Passage:

####

For decades my ineluctable body remained thus silent, while the blind and dumb pain increased to crippling proportions, as happened to Klee too. I have written many essays in a failed attempt to bring psyche and mute body linguistically together, beginning with my reflecting consciousness. Klee produced his Angel Series out of the same need, I believe. My “failure” is a result of my starting point. I began with my reflecting consciousness, i.e., my already-given linguistic world, just as Jung and Lockhart have done. My reflections alone could not possibly cross the logical abyss to the mute body and its illness. The logical abyss between reflective consciousness and mute body informs any attempt to linguistically unite them. My soul life however has been immeasurably enriched by these efforts.

####

Supplied data:
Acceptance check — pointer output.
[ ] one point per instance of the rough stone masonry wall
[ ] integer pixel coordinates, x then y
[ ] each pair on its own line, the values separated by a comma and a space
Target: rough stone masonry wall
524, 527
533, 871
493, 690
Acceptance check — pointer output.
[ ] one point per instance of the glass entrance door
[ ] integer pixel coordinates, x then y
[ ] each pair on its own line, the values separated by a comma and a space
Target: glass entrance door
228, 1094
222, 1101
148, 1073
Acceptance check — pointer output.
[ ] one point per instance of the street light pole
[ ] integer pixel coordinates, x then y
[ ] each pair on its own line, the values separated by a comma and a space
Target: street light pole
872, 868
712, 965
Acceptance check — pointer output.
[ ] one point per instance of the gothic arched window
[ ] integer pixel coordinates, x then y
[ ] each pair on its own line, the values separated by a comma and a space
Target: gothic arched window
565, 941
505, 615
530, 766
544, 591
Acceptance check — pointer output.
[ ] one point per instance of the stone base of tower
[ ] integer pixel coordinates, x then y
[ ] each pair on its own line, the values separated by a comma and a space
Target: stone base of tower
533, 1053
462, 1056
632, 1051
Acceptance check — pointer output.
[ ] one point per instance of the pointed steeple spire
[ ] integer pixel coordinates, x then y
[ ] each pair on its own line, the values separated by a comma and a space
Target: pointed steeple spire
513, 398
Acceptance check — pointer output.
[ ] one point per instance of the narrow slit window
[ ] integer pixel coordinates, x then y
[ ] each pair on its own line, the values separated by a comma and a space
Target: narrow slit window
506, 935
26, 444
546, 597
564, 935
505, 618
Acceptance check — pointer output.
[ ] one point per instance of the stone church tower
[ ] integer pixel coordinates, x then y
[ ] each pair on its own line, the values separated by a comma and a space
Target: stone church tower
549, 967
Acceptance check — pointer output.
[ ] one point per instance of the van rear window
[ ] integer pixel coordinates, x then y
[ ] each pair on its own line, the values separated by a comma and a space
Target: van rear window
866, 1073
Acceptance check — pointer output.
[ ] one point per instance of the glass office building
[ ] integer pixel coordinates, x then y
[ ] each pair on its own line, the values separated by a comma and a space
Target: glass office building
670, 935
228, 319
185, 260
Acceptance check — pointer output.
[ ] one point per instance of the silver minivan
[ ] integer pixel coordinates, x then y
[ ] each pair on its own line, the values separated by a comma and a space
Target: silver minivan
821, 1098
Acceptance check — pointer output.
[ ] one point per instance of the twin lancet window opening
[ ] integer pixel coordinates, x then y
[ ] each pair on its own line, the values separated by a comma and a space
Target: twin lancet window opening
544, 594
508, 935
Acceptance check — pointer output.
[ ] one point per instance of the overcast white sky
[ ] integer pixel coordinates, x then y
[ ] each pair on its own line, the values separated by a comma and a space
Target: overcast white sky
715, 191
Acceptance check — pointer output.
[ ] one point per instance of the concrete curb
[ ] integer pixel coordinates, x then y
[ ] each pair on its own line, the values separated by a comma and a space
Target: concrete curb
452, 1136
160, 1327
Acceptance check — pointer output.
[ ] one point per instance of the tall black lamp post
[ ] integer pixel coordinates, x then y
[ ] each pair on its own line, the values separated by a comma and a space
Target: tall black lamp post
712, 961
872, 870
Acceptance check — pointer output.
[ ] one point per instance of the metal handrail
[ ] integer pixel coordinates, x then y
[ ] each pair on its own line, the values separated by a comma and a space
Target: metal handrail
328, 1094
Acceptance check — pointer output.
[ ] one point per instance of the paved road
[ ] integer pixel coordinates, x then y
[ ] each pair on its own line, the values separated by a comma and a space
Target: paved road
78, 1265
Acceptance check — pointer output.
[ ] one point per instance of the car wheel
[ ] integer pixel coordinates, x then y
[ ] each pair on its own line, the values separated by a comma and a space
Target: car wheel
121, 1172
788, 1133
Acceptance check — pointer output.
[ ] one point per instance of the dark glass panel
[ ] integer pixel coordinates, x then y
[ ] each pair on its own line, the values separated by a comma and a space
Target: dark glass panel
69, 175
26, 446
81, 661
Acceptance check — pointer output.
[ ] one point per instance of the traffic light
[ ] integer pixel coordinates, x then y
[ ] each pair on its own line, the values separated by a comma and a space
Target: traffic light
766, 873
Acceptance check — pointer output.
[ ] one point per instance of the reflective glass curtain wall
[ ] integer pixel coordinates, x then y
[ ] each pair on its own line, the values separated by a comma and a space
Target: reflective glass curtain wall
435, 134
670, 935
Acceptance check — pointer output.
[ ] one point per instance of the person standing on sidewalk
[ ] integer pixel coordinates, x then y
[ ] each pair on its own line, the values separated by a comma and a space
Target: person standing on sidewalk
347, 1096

####

What you should do:
Carry on the passage about the mute body and reflecting consciousness from its final sentence, in the same first-person voice.

Your response:
And so I had to wait—wait for what? My task it seems was to sink into the horror of the sheer unremitting intensity of the pain of my skin, leaving reflecting consciousness behind, and becoming that pain completely, blindly, dumbly, with no instructions, guidance or advice coming from anywhere. I had no other direction to go. My ontological status could best be expressed by a dream I had in 1990 in which my symptoms reached an unbearable peak:

The bomb: I am to suffer and endure consciously the effects of the heat and radiation of a thermonuclear bomb. It goes off near me and I feel the heat on my blood and it pours out of my mouth. The heat is tremendous. It was also extremely sexual.

An impossible task of enduring the fires of a “nuclear bomb” as matter transmutes into energy, while remaining conscious! I was at least beginning to perceive a link between my symptoms and the inner world of image. The mute body had begun to “speak” in its own terms—and it was, at first, “blood speech”! At that time I had to withdraw from all public activities as the speech I was uttering began to generate unpredictable effects in others. In subsequent visionary experiences, this speech acquired a more poetic quality.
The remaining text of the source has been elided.